# Supplied text:
For some, preaching is the “family business.”  There are families with multiple generations who have sensed and answered a call to ministry.  My family isn’t one of those, but I have a colleague whose father was also a pastor, and he had this policy:  If he used a story about his kids as a sermon illustration, he’d pay them $25.  Easier than allowance money for sure, but the arrangement had its purpose: to make their father think twice before using his kids as subject matter for sermons. It was his way of creating accountability to both his kids and his congregation; considering the privacy of the former and the sensibilities of the latter.  He wanted his kids to know that he valued their stories and wasn’t in the business of using them indiscriminately, and he didn’t want his congregation to feel like his sermons were a family scrapbook.

# Exercise:
Copy out word for word the stretch of the passage about a pastor paying his kids for sermon stories from "For some, preaching" through "a family scrapbook.".

# Given data:
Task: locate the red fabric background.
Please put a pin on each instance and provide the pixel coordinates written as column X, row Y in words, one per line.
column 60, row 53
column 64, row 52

# Task response:
For some, preaching is the “family business.”  There are families with multiple generations who have sensed and answered a call to ministry.  My family isn’t one of those, but I have a colleague whose father was also a pastor, and he had this policy:  If he used a story about his kids as a sermon illustration, he’d pay them $25.  Easier than allowance money for sure, but the arrangement had its purpose: to make their father think twice before using his kids as subject matter for sermons. It was his way of creating accountability to both his kids and his congregation; considering the privacy of the former and the sensibilities of the latter.  He wanted his kids to know that he valued their stories and wasn’t in the business of using them indiscriminately, and he didn’t want his congregation to feel like his sermons were a family scrapbook.